MATERIAL:
○ ○ ○ ○ ○
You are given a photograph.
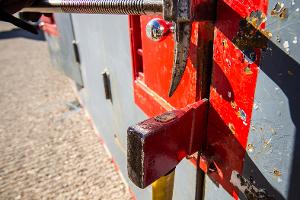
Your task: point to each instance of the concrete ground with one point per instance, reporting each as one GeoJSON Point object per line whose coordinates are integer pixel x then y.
{"type": "Point", "coordinates": [48, 150]}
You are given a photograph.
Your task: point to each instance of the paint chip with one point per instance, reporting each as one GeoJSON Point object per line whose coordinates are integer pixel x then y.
{"type": "Point", "coordinates": [250, 147]}
{"type": "Point", "coordinates": [295, 40]}
{"type": "Point", "coordinates": [276, 172]}
{"type": "Point", "coordinates": [231, 127]}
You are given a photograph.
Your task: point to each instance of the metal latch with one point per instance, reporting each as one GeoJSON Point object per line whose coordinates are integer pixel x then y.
{"type": "Point", "coordinates": [156, 145]}
{"type": "Point", "coordinates": [178, 12]}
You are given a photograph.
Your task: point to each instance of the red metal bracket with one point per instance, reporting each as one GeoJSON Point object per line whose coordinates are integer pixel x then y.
{"type": "Point", "coordinates": [156, 145]}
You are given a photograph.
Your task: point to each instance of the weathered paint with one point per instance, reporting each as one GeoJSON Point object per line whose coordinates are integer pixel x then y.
{"type": "Point", "coordinates": [232, 89]}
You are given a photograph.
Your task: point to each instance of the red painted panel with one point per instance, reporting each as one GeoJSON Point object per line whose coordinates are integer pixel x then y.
{"type": "Point", "coordinates": [157, 65]}
{"type": "Point", "coordinates": [232, 92]}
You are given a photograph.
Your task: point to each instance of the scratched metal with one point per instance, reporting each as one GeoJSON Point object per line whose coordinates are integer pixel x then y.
{"type": "Point", "coordinates": [273, 149]}
{"type": "Point", "coordinates": [181, 50]}
{"type": "Point", "coordinates": [61, 49]}
{"type": "Point", "coordinates": [109, 49]}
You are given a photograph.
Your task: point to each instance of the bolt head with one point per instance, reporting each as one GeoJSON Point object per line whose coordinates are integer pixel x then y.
{"type": "Point", "coordinates": [157, 29]}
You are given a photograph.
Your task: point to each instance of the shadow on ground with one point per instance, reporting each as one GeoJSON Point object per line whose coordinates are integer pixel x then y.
{"type": "Point", "coordinates": [20, 33]}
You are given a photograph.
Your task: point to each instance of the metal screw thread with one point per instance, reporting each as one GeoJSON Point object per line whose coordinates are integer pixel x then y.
{"type": "Point", "coordinates": [125, 7]}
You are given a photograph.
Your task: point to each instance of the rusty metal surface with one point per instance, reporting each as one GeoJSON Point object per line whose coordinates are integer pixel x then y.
{"type": "Point", "coordinates": [156, 145]}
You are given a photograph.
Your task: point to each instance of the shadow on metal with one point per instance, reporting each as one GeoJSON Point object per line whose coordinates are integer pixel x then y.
{"type": "Point", "coordinates": [20, 33]}
{"type": "Point", "coordinates": [275, 63]}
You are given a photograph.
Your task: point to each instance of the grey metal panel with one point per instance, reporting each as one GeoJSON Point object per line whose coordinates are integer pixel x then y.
{"type": "Point", "coordinates": [104, 45]}
{"type": "Point", "coordinates": [274, 157]}
{"type": "Point", "coordinates": [63, 50]}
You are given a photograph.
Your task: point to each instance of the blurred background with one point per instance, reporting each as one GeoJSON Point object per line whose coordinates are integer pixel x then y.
{"type": "Point", "coordinates": [48, 147]}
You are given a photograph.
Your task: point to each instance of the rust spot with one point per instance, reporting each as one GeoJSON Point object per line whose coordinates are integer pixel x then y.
{"type": "Point", "coordinates": [233, 104]}
{"type": "Point", "coordinates": [166, 117]}
{"type": "Point", "coordinates": [248, 70]}
{"type": "Point", "coordinates": [231, 127]}
{"type": "Point", "coordinates": [276, 172]}
{"type": "Point", "coordinates": [279, 11]}
{"type": "Point", "coordinates": [291, 73]}
{"type": "Point", "coordinates": [251, 35]}
{"type": "Point", "coordinates": [250, 147]}
{"type": "Point", "coordinates": [273, 131]}
{"type": "Point", "coordinates": [224, 43]}
{"type": "Point", "coordinates": [241, 114]}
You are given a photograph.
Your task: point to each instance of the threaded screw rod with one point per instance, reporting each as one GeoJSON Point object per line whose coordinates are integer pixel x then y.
{"type": "Point", "coordinates": [121, 7]}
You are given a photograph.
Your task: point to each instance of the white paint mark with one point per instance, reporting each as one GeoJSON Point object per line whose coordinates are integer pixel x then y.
{"type": "Point", "coordinates": [234, 179]}
{"type": "Point", "coordinates": [229, 94]}
{"type": "Point", "coordinates": [255, 106]}
{"type": "Point", "coordinates": [295, 40]}
{"type": "Point", "coordinates": [286, 46]}
{"type": "Point", "coordinates": [293, 2]}
{"type": "Point", "coordinates": [228, 62]}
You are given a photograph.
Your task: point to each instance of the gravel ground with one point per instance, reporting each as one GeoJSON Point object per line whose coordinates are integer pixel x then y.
{"type": "Point", "coordinates": [48, 149]}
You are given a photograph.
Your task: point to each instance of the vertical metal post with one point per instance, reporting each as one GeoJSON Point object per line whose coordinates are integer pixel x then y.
{"type": "Point", "coordinates": [162, 189]}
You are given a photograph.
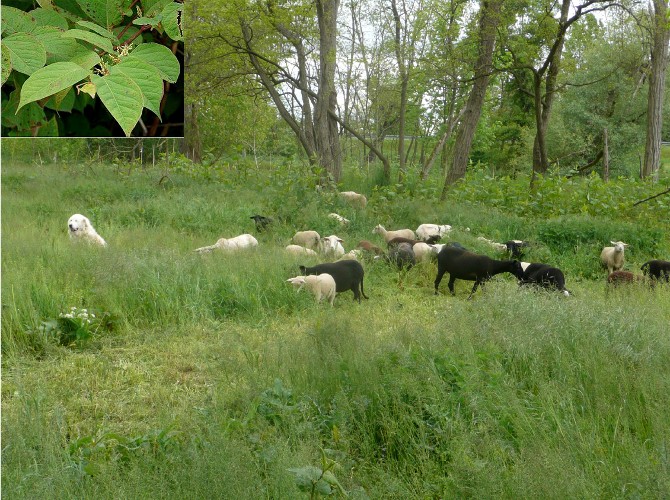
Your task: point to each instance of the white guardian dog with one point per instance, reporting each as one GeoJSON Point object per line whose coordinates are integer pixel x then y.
{"type": "Point", "coordinates": [80, 228]}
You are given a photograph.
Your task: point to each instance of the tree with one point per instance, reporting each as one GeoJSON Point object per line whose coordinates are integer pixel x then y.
{"type": "Point", "coordinates": [660, 35]}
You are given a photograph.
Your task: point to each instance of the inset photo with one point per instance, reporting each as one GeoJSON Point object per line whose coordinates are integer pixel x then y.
{"type": "Point", "coordinates": [92, 68]}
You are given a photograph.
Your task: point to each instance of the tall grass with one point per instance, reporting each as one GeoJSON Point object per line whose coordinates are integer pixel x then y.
{"type": "Point", "coordinates": [213, 378]}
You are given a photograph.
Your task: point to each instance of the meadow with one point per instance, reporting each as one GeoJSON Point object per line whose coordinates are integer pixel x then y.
{"type": "Point", "coordinates": [209, 377]}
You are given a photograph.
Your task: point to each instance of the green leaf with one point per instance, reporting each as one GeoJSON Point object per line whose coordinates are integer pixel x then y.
{"type": "Point", "coordinates": [27, 52]}
{"type": "Point", "coordinates": [6, 64]}
{"type": "Point", "coordinates": [98, 29]}
{"type": "Point", "coordinates": [122, 97]}
{"type": "Point", "coordinates": [151, 21]}
{"type": "Point", "coordinates": [161, 58]}
{"type": "Point", "coordinates": [107, 13]}
{"type": "Point", "coordinates": [147, 79]}
{"type": "Point", "coordinates": [152, 7]}
{"type": "Point", "coordinates": [17, 21]}
{"type": "Point", "coordinates": [93, 38]}
{"type": "Point", "coordinates": [172, 16]}
{"type": "Point", "coordinates": [50, 80]}
{"type": "Point", "coordinates": [48, 17]}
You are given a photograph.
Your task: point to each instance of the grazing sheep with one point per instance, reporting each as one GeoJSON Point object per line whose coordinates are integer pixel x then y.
{"type": "Point", "coordinates": [321, 286]}
{"type": "Point", "coordinates": [425, 231]}
{"type": "Point", "coordinates": [515, 248]}
{"type": "Point", "coordinates": [81, 229]}
{"type": "Point", "coordinates": [355, 254]}
{"type": "Point", "coordinates": [262, 222]}
{"type": "Point", "coordinates": [498, 246]}
{"type": "Point", "coordinates": [240, 242]}
{"type": "Point", "coordinates": [355, 199]}
{"type": "Point", "coordinates": [542, 275]}
{"type": "Point", "coordinates": [308, 239]}
{"type": "Point", "coordinates": [394, 241]}
{"type": "Point", "coordinates": [656, 268]}
{"type": "Point", "coordinates": [389, 235]}
{"type": "Point", "coordinates": [461, 264]}
{"type": "Point", "coordinates": [348, 275]}
{"type": "Point", "coordinates": [617, 278]}
{"type": "Point", "coordinates": [369, 247]}
{"type": "Point", "coordinates": [402, 255]}
{"type": "Point", "coordinates": [300, 251]}
{"type": "Point", "coordinates": [339, 218]}
{"type": "Point", "coordinates": [612, 257]}
{"type": "Point", "coordinates": [331, 246]}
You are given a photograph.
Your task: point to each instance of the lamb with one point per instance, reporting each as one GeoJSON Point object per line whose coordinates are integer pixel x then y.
{"type": "Point", "coordinates": [240, 242]}
{"type": "Point", "coordinates": [461, 264]}
{"type": "Point", "coordinates": [348, 275]}
{"type": "Point", "coordinates": [402, 255]}
{"type": "Point", "coordinates": [339, 218]}
{"type": "Point", "coordinates": [656, 268]}
{"type": "Point", "coordinates": [612, 257]}
{"type": "Point", "coordinates": [394, 241]}
{"type": "Point", "coordinates": [79, 227]}
{"type": "Point", "coordinates": [261, 222]}
{"type": "Point", "coordinates": [425, 231]}
{"type": "Point", "coordinates": [355, 199]}
{"type": "Point", "coordinates": [369, 247]}
{"type": "Point", "coordinates": [300, 251]}
{"type": "Point", "coordinates": [389, 235]}
{"type": "Point", "coordinates": [331, 246]}
{"type": "Point", "coordinates": [321, 286]}
{"type": "Point", "coordinates": [542, 275]}
{"type": "Point", "coordinates": [308, 239]}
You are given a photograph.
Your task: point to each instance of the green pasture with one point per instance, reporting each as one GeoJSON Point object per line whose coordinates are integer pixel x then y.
{"type": "Point", "coordinates": [207, 376]}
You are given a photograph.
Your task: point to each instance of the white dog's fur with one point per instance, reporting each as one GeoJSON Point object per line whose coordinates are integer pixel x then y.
{"type": "Point", "coordinates": [80, 228]}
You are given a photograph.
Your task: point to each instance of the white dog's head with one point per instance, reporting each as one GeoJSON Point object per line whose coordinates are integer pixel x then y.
{"type": "Point", "coordinates": [80, 227]}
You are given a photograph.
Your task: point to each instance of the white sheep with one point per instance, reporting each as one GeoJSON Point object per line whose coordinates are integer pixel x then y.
{"type": "Point", "coordinates": [331, 246]}
{"type": "Point", "coordinates": [80, 228]}
{"type": "Point", "coordinates": [425, 231]}
{"type": "Point", "coordinates": [300, 251]}
{"type": "Point", "coordinates": [240, 242]}
{"type": "Point", "coordinates": [321, 286]}
{"type": "Point", "coordinates": [498, 246]}
{"type": "Point", "coordinates": [423, 252]}
{"type": "Point", "coordinates": [612, 257]}
{"type": "Point", "coordinates": [339, 218]}
{"type": "Point", "coordinates": [308, 239]}
{"type": "Point", "coordinates": [389, 235]}
{"type": "Point", "coordinates": [355, 199]}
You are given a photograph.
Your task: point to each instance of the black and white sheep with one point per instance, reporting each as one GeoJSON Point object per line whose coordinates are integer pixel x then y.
{"type": "Point", "coordinates": [461, 264]}
{"type": "Point", "coordinates": [657, 268]}
{"type": "Point", "coordinates": [542, 275]}
{"type": "Point", "coordinates": [348, 275]}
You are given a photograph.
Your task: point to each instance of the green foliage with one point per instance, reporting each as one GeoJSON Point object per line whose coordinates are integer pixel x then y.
{"type": "Point", "coordinates": [56, 59]}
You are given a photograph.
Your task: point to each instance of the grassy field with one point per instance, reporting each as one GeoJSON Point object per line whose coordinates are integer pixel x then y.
{"type": "Point", "coordinates": [209, 377]}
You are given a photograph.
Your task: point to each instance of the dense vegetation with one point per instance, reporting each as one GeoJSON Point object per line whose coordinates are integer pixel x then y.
{"type": "Point", "coordinates": [209, 377]}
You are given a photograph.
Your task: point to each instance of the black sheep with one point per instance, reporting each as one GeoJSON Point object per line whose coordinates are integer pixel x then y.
{"type": "Point", "coordinates": [656, 268]}
{"type": "Point", "coordinates": [262, 222]}
{"type": "Point", "coordinates": [348, 275]}
{"type": "Point", "coordinates": [461, 264]}
{"type": "Point", "coordinates": [543, 275]}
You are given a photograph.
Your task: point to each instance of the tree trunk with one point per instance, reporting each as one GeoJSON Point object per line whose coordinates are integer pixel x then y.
{"type": "Point", "coordinates": [325, 126]}
{"type": "Point", "coordinates": [659, 62]}
{"type": "Point", "coordinates": [488, 23]}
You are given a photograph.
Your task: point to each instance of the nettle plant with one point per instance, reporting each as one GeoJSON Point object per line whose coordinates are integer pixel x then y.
{"type": "Point", "coordinates": [67, 53]}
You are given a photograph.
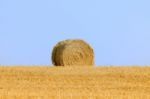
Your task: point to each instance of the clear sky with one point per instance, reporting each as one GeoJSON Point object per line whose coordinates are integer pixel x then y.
{"type": "Point", "coordinates": [118, 30]}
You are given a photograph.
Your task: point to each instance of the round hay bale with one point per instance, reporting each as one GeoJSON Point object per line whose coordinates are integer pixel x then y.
{"type": "Point", "coordinates": [73, 52]}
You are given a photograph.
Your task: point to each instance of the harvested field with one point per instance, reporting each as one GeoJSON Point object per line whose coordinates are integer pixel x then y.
{"type": "Point", "coordinates": [74, 83]}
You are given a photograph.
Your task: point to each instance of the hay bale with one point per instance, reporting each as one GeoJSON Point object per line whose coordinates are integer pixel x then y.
{"type": "Point", "coordinates": [73, 52]}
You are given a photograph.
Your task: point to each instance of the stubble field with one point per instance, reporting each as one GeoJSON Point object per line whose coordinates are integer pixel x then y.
{"type": "Point", "coordinates": [36, 82]}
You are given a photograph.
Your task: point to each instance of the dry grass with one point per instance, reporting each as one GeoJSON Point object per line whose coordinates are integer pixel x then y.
{"type": "Point", "coordinates": [73, 52]}
{"type": "Point", "coordinates": [74, 83]}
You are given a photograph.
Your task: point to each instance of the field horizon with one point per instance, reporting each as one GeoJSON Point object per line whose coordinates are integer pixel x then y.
{"type": "Point", "coordinates": [51, 82]}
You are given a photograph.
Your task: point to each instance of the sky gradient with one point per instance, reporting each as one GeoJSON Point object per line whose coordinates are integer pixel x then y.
{"type": "Point", "coordinates": [118, 30]}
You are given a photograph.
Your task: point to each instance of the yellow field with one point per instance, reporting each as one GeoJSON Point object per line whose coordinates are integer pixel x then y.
{"type": "Point", "coordinates": [74, 83]}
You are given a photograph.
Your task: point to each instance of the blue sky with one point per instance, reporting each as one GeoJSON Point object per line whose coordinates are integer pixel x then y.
{"type": "Point", "coordinates": [118, 30]}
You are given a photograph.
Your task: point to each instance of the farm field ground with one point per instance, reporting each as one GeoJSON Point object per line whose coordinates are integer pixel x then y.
{"type": "Point", "coordinates": [39, 82]}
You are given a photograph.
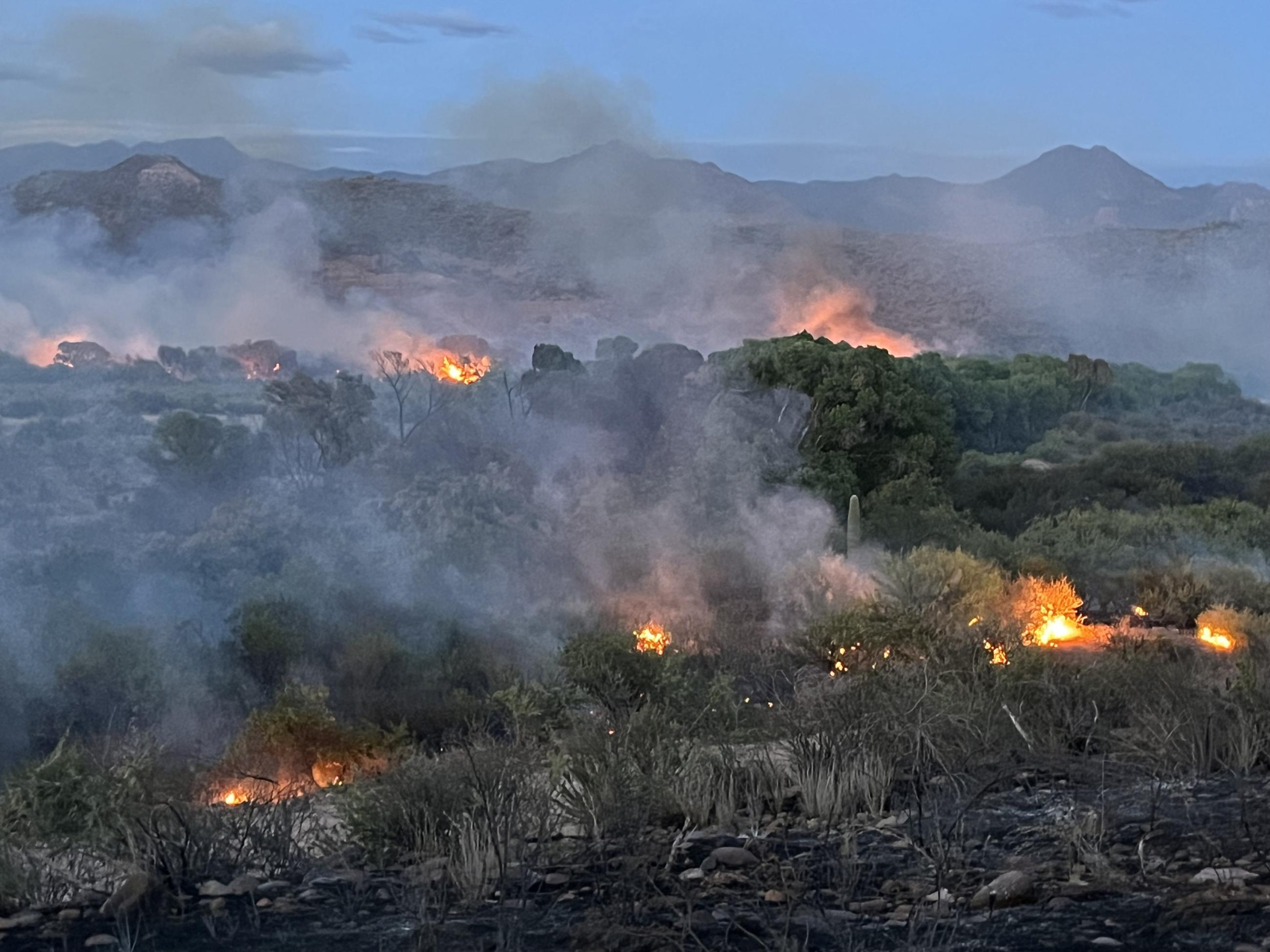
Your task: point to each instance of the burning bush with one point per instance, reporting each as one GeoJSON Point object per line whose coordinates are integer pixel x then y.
{"type": "Point", "coordinates": [294, 745]}
{"type": "Point", "coordinates": [609, 668]}
{"type": "Point", "coordinates": [1221, 629]}
{"type": "Point", "coordinates": [1047, 611]}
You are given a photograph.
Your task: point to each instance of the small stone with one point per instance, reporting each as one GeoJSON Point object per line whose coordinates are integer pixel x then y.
{"type": "Point", "coordinates": [869, 907]}
{"type": "Point", "coordinates": [243, 885]}
{"type": "Point", "coordinates": [733, 856]}
{"type": "Point", "coordinates": [1224, 874]}
{"type": "Point", "coordinates": [23, 921]}
{"type": "Point", "coordinates": [1009, 889]}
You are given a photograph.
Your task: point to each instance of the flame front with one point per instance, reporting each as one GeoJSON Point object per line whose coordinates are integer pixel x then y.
{"type": "Point", "coordinates": [1216, 638]}
{"type": "Point", "coordinates": [447, 366]}
{"type": "Point", "coordinates": [652, 638]}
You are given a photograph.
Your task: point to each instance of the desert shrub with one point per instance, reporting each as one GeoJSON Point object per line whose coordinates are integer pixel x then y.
{"type": "Point", "coordinates": [615, 781]}
{"type": "Point", "coordinates": [1240, 585]}
{"type": "Point", "coordinates": [1173, 596]}
{"type": "Point", "coordinates": [409, 807]}
{"type": "Point", "coordinates": [296, 731]}
{"type": "Point", "coordinates": [112, 681]}
{"type": "Point", "coordinates": [945, 583]}
{"type": "Point", "coordinates": [867, 633]}
{"type": "Point", "coordinates": [608, 668]}
{"type": "Point", "coordinates": [270, 636]}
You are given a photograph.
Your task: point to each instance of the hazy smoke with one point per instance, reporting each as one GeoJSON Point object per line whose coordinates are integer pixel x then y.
{"type": "Point", "coordinates": [558, 113]}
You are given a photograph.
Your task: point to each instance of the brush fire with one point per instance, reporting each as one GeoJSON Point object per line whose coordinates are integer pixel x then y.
{"type": "Point", "coordinates": [458, 369]}
{"type": "Point", "coordinates": [652, 638]}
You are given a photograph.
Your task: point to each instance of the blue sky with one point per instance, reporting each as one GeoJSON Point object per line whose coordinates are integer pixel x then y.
{"type": "Point", "coordinates": [964, 88]}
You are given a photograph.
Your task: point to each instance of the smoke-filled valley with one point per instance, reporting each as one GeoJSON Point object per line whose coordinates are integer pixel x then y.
{"type": "Point", "coordinates": [614, 549]}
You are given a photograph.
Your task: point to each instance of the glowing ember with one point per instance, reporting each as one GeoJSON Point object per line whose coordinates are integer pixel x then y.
{"type": "Point", "coordinates": [1058, 629]}
{"type": "Point", "coordinates": [1047, 611]}
{"type": "Point", "coordinates": [1216, 638]}
{"type": "Point", "coordinates": [458, 369]}
{"type": "Point", "coordinates": [652, 638]}
{"type": "Point", "coordinates": [839, 312]}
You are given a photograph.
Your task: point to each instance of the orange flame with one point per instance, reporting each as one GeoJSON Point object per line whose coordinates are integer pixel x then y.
{"type": "Point", "coordinates": [1216, 638]}
{"type": "Point", "coordinates": [652, 638]}
{"type": "Point", "coordinates": [447, 366]}
{"type": "Point", "coordinates": [840, 312]}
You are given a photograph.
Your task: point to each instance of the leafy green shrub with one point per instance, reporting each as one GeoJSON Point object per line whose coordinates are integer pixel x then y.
{"type": "Point", "coordinates": [270, 636]}
{"type": "Point", "coordinates": [1173, 596]}
{"type": "Point", "coordinates": [297, 731]}
{"type": "Point", "coordinates": [608, 668]}
{"type": "Point", "coordinates": [409, 807]}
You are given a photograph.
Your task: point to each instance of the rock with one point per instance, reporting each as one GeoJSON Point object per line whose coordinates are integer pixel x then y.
{"type": "Point", "coordinates": [23, 921]}
{"type": "Point", "coordinates": [243, 885]}
{"type": "Point", "coordinates": [735, 857]}
{"type": "Point", "coordinates": [1009, 889]}
{"type": "Point", "coordinates": [869, 907]}
{"type": "Point", "coordinates": [1224, 874]}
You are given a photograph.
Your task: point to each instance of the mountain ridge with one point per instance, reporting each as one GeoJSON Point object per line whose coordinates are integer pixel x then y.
{"type": "Point", "coordinates": [1065, 191]}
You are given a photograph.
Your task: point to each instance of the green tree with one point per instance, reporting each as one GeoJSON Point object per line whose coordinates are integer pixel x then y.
{"type": "Point", "coordinates": [333, 419]}
{"type": "Point", "coordinates": [270, 636]}
{"type": "Point", "coordinates": [874, 418]}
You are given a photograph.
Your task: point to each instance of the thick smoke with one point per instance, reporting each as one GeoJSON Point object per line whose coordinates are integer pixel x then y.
{"type": "Point", "coordinates": [517, 513]}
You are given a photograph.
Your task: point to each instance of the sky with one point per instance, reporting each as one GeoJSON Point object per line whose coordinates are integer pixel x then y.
{"type": "Point", "coordinates": [962, 89]}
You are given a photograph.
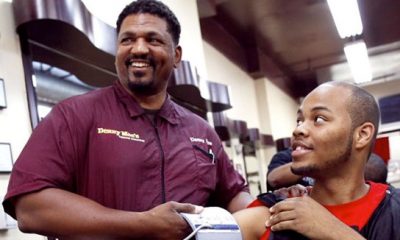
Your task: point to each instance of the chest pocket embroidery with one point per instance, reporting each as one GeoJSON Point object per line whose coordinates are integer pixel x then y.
{"type": "Point", "coordinates": [206, 168]}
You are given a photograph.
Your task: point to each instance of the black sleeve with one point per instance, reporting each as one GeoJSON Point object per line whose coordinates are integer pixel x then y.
{"type": "Point", "coordinates": [385, 221]}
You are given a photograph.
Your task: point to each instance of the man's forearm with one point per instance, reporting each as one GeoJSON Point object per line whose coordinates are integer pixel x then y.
{"type": "Point", "coordinates": [54, 212]}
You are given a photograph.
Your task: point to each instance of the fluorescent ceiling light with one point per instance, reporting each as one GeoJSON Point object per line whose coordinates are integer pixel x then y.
{"type": "Point", "coordinates": [357, 57]}
{"type": "Point", "coordinates": [346, 16]}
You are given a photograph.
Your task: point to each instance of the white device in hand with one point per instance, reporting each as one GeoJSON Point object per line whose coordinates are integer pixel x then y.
{"type": "Point", "coordinates": [213, 223]}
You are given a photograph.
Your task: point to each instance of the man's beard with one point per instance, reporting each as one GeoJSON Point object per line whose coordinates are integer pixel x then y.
{"type": "Point", "coordinates": [315, 169]}
{"type": "Point", "coordinates": [142, 88]}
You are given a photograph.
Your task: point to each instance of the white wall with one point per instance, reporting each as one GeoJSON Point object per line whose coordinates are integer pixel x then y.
{"type": "Point", "coordinates": [14, 120]}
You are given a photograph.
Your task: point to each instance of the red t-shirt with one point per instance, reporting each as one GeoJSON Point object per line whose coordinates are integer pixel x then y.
{"type": "Point", "coordinates": [354, 214]}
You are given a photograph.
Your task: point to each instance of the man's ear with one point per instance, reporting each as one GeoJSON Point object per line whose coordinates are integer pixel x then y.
{"type": "Point", "coordinates": [178, 56]}
{"type": "Point", "coordinates": [363, 135]}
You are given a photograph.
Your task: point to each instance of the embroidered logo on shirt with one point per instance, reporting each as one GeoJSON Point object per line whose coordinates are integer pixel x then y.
{"type": "Point", "coordinates": [121, 134]}
{"type": "Point", "coordinates": [201, 140]}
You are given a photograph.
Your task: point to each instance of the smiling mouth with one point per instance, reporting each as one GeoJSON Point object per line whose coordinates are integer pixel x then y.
{"type": "Point", "coordinates": [139, 64]}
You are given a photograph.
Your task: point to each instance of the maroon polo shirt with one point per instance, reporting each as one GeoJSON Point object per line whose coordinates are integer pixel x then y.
{"type": "Point", "coordinates": [102, 145]}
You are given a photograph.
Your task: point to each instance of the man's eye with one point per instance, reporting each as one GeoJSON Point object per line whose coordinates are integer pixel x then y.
{"type": "Point", "coordinates": [299, 122]}
{"type": "Point", "coordinates": [126, 40]}
{"type": "Point", "coordinates": [154, 40]}
{"type": "Point", "coordinates": [319, 119]}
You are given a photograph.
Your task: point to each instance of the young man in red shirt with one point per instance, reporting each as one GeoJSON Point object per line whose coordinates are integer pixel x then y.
○ ○ ○ ○ ○
STATED EXERCISE: State how many lines of the data above contain the word "ember", giving only the number.

ANSWER IN FULL: 1